▶ [課題内容]: 下にあるアーバンシーについての文章から、「誕生からデビュー前まで」から「ッド・ツイ氏に買い取られた。」までを、両端も含めて一字一句そのまま打ち直すこと。

▶ [選択テキスト]:
-.-.-

アーバンシー

和名:アーバンシー

英名:Urban Sea

1989年生

栗毛

父:ミスワキ

母:アレグレッタ

母父:ロンバルト

フロック視されていた凱旋門賞制覇の実力を繁殖入りしてから証明、2頭のチャンピオンホースを含む4頭のGⅠ競走の勝ち馬を産んだ世界的名繁殖牝馬

競走成績:2~5歳時に仏独加米香英日で走り通算成績24戦8勝2着4回3着3回

現役時代は人気薄ながら凱旋門賞を優勝し、繁殖入り後は歴史的名馬を次々出して21世紀初頭における世界最高の繁殖牝馬となった名牝。

誕生からデビュー前まで

仏国の競走馬生産者協会会長のミシェル・エノシュバーグ氏が経営する米国ケンタッキー州のマリーステッドファームで誕生した。1歳8月のドーヴィルセールに出品され、日本人実業家の沢田正彦氏の代理人だった仏国ジャン・レスボルド調教師により28万フラン(当時の為替レートで約800万円)という安値で購入された。しかし翌年に沢田氏の会社が倒産したため、再度売りに出された本馬は、レスボルド師の知人だった香港の実業家デヴィッド・ツイ氏に買い取られた。

競走生活(2・3歳時)

-.-.-

▶ [提供情報]:

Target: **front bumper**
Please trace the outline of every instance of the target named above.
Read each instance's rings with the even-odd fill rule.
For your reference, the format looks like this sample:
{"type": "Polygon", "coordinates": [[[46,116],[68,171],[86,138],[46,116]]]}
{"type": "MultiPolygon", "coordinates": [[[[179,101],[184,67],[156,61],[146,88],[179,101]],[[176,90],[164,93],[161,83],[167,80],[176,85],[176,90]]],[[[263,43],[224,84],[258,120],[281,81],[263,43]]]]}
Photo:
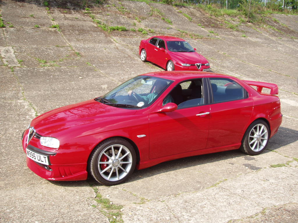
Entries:
{"type": "Polygon", "coordinates": [[[191,65],[189,67],[184,67],[180,64],[175,64],[175,70],[192,70],[202,71],[204,69],[210,68],[209,66],[202,65],[199,69],[195,65],[191,65]]]}
{"type": "Polygon", "coordinates": [[[27,157],[27,165],[40,177],[51,180],[86,180],[88,176],[87,162],[93,145],[60,147],[53,149],[40,145],[39,140],[33,137],[27,144],[28,130],[22,136],[23,149],[26,148],[49,157],[49,164],[40,163],[27,157]]]}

-.-.-

▶ [解答]:
誕生からデビュー前まで

仏国の競走馬生産者協会会長のミシェル・エノシュバーグ氏が経営する米国ケンタッキー州のマリーステッドファームで誕生した。1歳8月のドーヴィルセールに出品され、日本人実業家の沢田正彦氏の代理人だった仏国ジャン・レスボルド調教師により28万フラン(当時の為替レートで約800万円)という安値で購入された。しかし翌年に沢田氏の会社が倒産したため、再度売りに出された本馬は、レスボルド師の知人だった香港の実業家デヴィッド・ツイ氏に買い取られた。